* **Written instruction**
Put the lines of the entries below into a numbered list, leaving out blank lines, and include only those from the line containing "stream using the picture above." through the end of the entries.

---------- Extracted entries ----------

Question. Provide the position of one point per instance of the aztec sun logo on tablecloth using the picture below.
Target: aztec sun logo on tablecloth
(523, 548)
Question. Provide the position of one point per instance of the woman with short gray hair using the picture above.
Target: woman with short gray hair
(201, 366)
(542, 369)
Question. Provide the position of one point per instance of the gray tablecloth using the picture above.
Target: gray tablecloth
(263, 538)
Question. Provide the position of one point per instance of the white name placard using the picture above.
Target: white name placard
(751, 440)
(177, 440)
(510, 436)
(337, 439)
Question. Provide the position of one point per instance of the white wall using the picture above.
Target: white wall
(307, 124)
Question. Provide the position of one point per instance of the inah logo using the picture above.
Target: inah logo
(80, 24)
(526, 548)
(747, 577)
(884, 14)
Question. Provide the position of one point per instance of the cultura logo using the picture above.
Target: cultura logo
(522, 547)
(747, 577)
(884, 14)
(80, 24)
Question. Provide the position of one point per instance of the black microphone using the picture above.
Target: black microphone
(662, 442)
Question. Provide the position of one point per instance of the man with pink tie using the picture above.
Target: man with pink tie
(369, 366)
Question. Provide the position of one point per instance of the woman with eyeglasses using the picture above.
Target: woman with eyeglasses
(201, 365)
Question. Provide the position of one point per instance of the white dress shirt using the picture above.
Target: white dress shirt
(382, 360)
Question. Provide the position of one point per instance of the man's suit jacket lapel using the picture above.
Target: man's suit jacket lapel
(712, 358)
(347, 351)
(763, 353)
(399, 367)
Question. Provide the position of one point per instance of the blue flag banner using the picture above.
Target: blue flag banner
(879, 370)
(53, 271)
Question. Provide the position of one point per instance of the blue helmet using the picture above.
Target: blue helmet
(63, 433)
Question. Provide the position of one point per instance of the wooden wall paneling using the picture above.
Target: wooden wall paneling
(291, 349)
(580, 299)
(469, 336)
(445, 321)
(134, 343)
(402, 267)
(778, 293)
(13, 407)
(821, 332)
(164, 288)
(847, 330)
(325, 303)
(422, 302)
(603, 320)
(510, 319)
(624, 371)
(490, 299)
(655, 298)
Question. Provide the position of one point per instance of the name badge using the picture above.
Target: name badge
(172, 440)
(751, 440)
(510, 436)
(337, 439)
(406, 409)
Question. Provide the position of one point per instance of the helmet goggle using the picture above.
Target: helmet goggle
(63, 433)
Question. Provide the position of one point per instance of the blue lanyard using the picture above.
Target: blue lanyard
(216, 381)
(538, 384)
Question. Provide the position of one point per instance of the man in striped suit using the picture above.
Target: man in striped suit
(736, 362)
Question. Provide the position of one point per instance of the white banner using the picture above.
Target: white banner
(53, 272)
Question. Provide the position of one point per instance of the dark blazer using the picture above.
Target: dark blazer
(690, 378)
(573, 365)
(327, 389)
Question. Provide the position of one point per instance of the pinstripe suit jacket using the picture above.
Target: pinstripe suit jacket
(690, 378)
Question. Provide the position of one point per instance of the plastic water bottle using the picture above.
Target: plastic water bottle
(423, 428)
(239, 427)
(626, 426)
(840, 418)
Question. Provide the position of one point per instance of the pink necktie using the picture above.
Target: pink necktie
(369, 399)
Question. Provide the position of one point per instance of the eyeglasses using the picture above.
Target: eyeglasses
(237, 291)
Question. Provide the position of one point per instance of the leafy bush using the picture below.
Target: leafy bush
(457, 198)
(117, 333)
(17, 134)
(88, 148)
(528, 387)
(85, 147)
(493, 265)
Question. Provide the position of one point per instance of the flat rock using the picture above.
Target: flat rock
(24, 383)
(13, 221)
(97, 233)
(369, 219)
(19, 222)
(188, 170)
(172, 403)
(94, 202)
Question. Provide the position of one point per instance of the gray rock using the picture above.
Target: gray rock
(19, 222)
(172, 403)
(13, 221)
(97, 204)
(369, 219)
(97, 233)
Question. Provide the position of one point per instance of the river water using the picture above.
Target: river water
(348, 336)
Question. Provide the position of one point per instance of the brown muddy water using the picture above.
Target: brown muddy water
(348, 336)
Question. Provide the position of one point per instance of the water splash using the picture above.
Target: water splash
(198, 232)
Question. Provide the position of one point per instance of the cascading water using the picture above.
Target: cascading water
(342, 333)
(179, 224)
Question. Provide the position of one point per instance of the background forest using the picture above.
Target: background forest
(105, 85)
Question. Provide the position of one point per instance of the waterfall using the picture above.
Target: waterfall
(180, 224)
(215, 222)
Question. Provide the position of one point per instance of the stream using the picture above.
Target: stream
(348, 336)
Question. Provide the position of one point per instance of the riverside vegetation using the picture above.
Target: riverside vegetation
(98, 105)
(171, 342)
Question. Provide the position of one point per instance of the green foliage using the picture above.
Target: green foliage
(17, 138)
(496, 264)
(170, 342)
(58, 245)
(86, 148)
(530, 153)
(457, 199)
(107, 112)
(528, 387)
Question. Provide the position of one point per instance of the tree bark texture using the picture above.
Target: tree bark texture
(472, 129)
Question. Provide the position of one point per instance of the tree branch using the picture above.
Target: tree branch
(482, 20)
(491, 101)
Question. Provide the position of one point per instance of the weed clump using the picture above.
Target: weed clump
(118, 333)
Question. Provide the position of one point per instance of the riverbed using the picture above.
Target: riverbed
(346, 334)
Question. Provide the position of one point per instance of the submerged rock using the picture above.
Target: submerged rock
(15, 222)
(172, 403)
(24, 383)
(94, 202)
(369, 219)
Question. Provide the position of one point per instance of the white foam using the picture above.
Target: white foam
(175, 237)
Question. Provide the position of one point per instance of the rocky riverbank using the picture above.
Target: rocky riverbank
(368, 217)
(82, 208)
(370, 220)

----------

* **Answer to the exercise**
1. Question. Provide the position of one point per instance of the stream using the picture above.
2. Target: stream
3. (348, 336)
4. Question. Provide the position of one point per instance of the riverside vegetation using the picture above.
5. Target: riverside vegetation
6. (98, 105)
7. (171, 342)
8. Question. Provide the position of one point per instance of the green foliage using the picture above.
9. Target: green foliage
10. (17, 138)
11. (496, 264)
12. (170, 342)
13. (58, 245)
14. (86, 148)
15. (530, 153)
16. (457, 199)
17. (107, 112)
18. (528, 387)
19. Question. Provide the position of one point per instance of the tree bark texture using the picture above.
20. Target: tree bark texture
21. (472, 129)
22. Question. Provide the position of one point per instance of the tree branch using the picture above.
23. Target: tree branch
24. (482, 20)
25. (491, 101)
26. Question. Provide the position of one point per instance of the weed clump using the picture above.
27. Target: weed clump
28. (118, 333)
29. Question. Provide the position of one point per instance of the riverbed using the picture above.
30. Target: riverbed
31. (346, 334)
32. Question. Provide the position of one point per instance of the submerged rock using the picture above.
33. Target: submerged rock
34. (15, 222)
35. (172, 403)
36. (24, 383)
37. (94, 202)
38. (369, 219)
39. Question. Provide the position of one point per instance of the white foam using the picture above.
40. Target: white foam
41. (175, 237)
42. Question. Provide the position of one point per instance of the rocky riverbank using the picture above.
43. Target: rocky riverbank
44. (368, 217)
45. (82, 208)
46. (370, 220)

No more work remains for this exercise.